**OPDRACHT 1**
Geef uit de tekst over het onderwijsexperiment alles van "Volgens de toelichting" tot en met "(zie noot 5)" letterlijk weer.

**DOCUMENT**
◆ ◆ ◆
De regering beoogt met het experiment te onderzoeken of door afwijking van specifieke delen van de onderwijswetgeving een passender aanbod kan worden gerealiseerd voor jongeren met complexe ondersteuningsbehoeften (zie noot 2) dan nu mogelijk is. Als achterliggende doelen, wijst de regering op het voorkomen dat jongeren uitvallen of thuis komen te zitten, en thuiszittende jongeren in staat stellen hun ontwikkelpotentieel zoveel mogelijk te benutten en optimaal te participeren in de maatschappij. Deze (achterliggende) doelen plaatst de regering bovendien in de sleutel van het recht op onderwijs. (zie noot 3)

Volgens de toelichting ontvangen ongeveer 15.000 jongeren niet de extra ondersteuning die zij nodig hebben in het regulier of speciaal onderwijs, vanwege een gebrek aan flexibiliteit van de zorg- en onderwijsstelsels. Dit betreft jongeren die dreigen uit te vallen, thuiszitten (zie noot 4) of vrijgesteld zijn van de leerplicht. (zie noot 5)

Uit de ervaringen met proeftuinen van onderwijszorgarrangementen blijkt dat het maatwerk dat zij nodig hebben niet altijd kan worden geboden, vanwege knelpunten die direct voortvloeien uit wettelijke eisen. (zie noot 6) Daardoor wordt een deel van de doelgroep nog steeds niet bereikt. Met dit experimenteerbesluit zet de regering een betekenisvolle stap in een passend aanbod voor jongeren met een complexe ondersteuningsbehoefte die dreigen uit te vallen, thuiszitten of vrijgesteld zijn van de leerplicht.
◆ ◆ ◆
**OPDRACHT 2**
Zet in de items alles van de regel met "of the foliage." tot en met de regel met "[(74, 21), (176, 21), (198, 25)]" om in een Markdown-tabel met de kolommen Nummer en Itemregel. Laat lege regels weg.
◆ ◆ ◆
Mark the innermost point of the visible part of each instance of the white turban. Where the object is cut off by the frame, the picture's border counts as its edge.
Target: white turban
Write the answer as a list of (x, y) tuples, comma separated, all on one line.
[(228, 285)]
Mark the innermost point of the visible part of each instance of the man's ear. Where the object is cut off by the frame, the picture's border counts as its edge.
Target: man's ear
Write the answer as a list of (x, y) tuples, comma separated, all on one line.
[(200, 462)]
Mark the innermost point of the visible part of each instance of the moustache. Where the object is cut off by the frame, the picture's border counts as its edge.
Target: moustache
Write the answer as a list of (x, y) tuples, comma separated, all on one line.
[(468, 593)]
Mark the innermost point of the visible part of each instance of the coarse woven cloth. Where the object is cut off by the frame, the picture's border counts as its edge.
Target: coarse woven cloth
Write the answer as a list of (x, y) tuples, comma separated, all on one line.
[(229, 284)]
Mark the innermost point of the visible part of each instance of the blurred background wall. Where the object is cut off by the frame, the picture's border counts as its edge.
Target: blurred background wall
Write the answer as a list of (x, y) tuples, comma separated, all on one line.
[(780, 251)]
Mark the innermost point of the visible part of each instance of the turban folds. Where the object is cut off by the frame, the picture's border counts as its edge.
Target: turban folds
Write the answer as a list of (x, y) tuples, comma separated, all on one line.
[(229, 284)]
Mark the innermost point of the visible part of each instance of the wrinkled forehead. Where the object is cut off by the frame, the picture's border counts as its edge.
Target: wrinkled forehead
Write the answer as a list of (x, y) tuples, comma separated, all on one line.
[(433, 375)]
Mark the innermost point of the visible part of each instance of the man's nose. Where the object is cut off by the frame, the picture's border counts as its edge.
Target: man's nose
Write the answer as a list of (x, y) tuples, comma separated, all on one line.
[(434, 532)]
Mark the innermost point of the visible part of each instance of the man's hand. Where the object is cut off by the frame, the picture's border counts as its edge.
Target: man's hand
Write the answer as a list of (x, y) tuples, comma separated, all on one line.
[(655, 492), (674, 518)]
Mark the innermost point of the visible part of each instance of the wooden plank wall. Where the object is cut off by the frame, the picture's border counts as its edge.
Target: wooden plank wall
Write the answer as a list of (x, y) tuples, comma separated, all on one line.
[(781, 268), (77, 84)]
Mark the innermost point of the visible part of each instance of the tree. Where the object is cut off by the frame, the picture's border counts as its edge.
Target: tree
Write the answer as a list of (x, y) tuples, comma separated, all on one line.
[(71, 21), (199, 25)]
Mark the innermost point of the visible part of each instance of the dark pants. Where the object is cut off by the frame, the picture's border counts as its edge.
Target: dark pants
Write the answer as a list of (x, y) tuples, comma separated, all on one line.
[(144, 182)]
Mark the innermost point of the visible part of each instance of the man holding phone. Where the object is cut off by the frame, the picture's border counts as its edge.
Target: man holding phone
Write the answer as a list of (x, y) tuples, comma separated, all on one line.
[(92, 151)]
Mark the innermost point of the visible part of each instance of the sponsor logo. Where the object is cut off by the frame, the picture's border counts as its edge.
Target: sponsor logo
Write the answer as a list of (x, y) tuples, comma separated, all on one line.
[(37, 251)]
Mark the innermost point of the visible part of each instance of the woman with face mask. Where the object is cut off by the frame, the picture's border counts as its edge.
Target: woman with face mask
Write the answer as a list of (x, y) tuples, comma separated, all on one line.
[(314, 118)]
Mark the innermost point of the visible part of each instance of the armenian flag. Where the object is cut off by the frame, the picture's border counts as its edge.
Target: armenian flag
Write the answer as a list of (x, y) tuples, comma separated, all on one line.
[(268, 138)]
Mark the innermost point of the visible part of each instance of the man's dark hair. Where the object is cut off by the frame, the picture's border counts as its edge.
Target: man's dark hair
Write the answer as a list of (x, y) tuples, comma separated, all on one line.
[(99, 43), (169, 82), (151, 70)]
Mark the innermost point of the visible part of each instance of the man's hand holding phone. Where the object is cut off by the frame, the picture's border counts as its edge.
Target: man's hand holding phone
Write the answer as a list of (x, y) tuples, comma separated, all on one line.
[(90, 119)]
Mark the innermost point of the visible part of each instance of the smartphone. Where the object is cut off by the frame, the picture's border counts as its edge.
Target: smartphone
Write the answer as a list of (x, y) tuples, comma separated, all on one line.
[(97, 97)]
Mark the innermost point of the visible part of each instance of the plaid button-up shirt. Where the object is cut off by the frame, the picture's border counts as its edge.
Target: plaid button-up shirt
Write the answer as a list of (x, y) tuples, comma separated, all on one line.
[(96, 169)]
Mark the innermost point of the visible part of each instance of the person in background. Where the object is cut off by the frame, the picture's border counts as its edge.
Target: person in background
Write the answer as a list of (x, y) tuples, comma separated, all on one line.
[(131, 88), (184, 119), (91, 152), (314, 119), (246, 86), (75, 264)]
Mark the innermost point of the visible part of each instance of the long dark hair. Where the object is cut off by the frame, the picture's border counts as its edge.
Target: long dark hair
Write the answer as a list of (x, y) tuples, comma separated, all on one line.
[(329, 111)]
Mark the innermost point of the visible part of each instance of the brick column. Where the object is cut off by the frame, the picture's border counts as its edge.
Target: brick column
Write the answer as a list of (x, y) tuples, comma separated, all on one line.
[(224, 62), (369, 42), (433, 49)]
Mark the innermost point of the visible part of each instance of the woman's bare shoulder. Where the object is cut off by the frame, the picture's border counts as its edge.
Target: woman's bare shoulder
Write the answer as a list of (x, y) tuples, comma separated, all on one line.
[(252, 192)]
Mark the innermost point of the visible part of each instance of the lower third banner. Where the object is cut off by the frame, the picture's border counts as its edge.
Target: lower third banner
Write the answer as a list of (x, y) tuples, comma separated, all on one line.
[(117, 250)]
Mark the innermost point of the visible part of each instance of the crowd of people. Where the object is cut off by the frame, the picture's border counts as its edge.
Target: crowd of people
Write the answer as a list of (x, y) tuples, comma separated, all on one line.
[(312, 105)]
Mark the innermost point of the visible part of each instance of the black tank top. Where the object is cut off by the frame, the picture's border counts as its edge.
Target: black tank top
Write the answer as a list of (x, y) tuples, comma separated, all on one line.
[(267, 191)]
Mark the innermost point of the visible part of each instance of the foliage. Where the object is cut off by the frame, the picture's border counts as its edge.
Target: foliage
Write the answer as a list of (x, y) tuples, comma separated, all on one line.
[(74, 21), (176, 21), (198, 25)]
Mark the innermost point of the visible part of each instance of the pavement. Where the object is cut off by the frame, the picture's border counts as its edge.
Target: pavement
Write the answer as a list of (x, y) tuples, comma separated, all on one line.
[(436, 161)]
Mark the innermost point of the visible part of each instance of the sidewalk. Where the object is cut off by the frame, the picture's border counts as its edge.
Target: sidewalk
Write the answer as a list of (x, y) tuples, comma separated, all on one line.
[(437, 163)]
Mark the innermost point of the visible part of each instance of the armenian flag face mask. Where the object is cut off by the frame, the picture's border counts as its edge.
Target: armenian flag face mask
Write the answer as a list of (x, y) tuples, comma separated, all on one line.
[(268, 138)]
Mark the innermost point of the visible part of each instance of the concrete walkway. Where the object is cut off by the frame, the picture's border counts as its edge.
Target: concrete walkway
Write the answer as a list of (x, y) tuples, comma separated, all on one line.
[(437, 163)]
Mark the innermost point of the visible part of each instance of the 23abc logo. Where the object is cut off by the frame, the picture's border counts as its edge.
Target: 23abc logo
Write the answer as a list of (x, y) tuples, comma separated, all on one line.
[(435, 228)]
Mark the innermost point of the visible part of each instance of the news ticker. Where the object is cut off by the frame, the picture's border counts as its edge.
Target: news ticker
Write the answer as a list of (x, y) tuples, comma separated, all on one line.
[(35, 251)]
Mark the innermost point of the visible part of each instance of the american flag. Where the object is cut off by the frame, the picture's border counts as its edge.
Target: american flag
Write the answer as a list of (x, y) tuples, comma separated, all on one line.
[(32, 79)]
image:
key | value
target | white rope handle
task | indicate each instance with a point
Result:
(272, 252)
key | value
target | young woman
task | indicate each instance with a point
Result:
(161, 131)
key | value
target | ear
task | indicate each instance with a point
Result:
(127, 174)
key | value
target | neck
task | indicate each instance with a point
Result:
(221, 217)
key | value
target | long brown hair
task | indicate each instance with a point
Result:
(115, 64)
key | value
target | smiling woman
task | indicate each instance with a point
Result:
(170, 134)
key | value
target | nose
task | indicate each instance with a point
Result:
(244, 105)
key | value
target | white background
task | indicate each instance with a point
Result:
◆ ◆ ◆
**ANTWOORD 1**
Volgens de toelichting ontvangen ongeveer 15.000 jongeren niet de extra ondersteuning die zij nodig hebben in het regulier of speciaal onderwijs, vanwege een gebrek aan flexibiliteit van de zorg- en onderwijsstelsels. Dit betreft jongeren die dreigen uit te vallen, thuiszitten (zie noot 4) of vrijgesteld zijn van de leerplicht. (zie noot 5)

**ANTWOORD 2**
| Nummer | Itemregel |
|---|---|
| 1 | Mark the innermost point of the visible part of each instance of the foliage. Where the object is cut off by the frame, the picture's border counts as its edge. |
| 2 | Target: foliage |
| 3 | Write the answer as a list of (x, y) tuples, comma separated, all on one line. |
| 4 | [(74, 21), (176, 21), (198, 25)] |